╭─ DOCUMENT TEXT
Climate change as – at best – a secondary issue

Climate change (and Peak Oil) are two symptoms of a much deeper problem, the Limits to Growth. That problem can be simply stated: in a finite environment, the exponential growth of one element within that environment is unsustainable. Our western industrial capitalist system has been growing exponentially for some two hundred and fifty years – accelerating over the last sixty or so – and this is unsustainable; in other words, it will come to an end. I believe that it will come to an end over the next twenty or thirty years or so, not by our own conscious choice but because we have gone into ‘overshoot’ and we are presently crashing into the wall at 100mph.

The original Limits to Growth report outlined the various problems that would manifest themselves and cause the system to break down: resource limits, pollution, overpopulation etc. These can all be understood as symptoms of the underlying problem, the idolatry of growth. Peak Oil, for example, is only one example of a resource constraint; other fossil fuels (and uranium) also go through a peaking cycle, but there are also very significant issues related to the availability of potable water, fish stocks and many others. Climate change is one form of pollution, but again there are others, less global but no less significant for those affected by them.

With all of these single issues it is possible to address and solve that particular issue. The force of the Limits to Growth argument is that even when one is solved, the others then become more acute. In other words, there is a systemic issue to be addressed: we need to tackle the root problem of growth itself; we need to shift to a steady-state economy. If this is done then all the subsidiary problems will be dealt with. Even if climate change is true, and – marvellously! – action is taken to address the problem and it is “solved” – the underlying issue remains. The same applies to the problem of Peak Oil. All it would mean is that we have dodged one bullet; if we don’t address the root causes then we will simply have to keep dodging more and more as time goes on, until one day one hits us and kills us.
╰─
╭─ MATERIAL SHOWN
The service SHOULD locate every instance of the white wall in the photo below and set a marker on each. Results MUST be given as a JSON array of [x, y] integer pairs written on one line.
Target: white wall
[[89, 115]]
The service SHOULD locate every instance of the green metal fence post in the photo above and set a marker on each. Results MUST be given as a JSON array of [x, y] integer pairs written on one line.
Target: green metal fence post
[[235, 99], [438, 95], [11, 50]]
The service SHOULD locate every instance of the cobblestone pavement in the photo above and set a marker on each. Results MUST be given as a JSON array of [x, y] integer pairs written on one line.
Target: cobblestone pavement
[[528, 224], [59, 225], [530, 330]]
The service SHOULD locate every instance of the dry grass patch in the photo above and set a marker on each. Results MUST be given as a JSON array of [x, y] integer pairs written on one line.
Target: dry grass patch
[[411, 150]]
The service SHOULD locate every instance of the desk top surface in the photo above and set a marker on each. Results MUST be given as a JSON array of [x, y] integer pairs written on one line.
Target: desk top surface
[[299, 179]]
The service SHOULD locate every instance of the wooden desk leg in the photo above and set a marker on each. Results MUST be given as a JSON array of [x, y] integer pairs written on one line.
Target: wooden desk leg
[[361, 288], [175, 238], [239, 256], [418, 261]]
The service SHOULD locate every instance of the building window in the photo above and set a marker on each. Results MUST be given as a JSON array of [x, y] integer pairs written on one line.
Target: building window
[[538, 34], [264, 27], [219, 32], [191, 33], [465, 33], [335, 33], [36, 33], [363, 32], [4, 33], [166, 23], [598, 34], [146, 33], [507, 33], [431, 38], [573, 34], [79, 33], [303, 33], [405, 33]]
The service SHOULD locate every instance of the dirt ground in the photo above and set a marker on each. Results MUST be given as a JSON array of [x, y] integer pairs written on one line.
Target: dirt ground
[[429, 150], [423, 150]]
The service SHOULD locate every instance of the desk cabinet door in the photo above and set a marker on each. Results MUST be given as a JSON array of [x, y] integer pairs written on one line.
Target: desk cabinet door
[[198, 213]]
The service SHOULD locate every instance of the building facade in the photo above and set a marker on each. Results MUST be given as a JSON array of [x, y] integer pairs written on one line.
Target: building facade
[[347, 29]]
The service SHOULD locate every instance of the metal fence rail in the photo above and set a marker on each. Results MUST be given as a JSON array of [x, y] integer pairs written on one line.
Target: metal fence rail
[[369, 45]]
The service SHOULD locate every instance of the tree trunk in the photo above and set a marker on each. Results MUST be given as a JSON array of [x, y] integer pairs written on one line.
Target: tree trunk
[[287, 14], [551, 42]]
╰─
DIRECTIONS: Pick up the essay on growth and climate change after its final sentence and keep it going.

SOLVED PROBLEM:
Sometimes, I have the sense those who advocate radical action to deal with climate change miss this bigger picture (that’s certainly true of any politician who talks about climate change whilst also talking about ‘growth’ for example). The risk is two-fold: first, that the wider issues fail to be addressed through an over-emphasis upon one subsidiary aspect; second, that if too much weight is placed on climate change as the dominant problem – and it turns out that the issue is either false or not as bad as presently thought – then not only will effort have been wasted but those who may have been persuaded to address important problems on the back of climate change will become disillusioned and sceptical about the wider issues as a whole.

More fundamentally, as a Christian, my concern is with the habits of life that are bound up with the ideology of growth; the systematic cultivation of deadly sins by the advertising industry, for example. The problem of growth is, at root, a spiritual problem; it is a dislocation of our values, a distortion of our human nature. That is what the church needs to address – our human sinfulness which gives rise to these problems. We must be wary of jumping on particular band-wagons, stick to what we know best, and do the job that Jesus commanded us to do, remembering that “If my people, who are called by my name, will humble themselves and pray and seek my face and turn from their wicked ways, then will I hear from heaven and will forgive their sin and will heal their land.”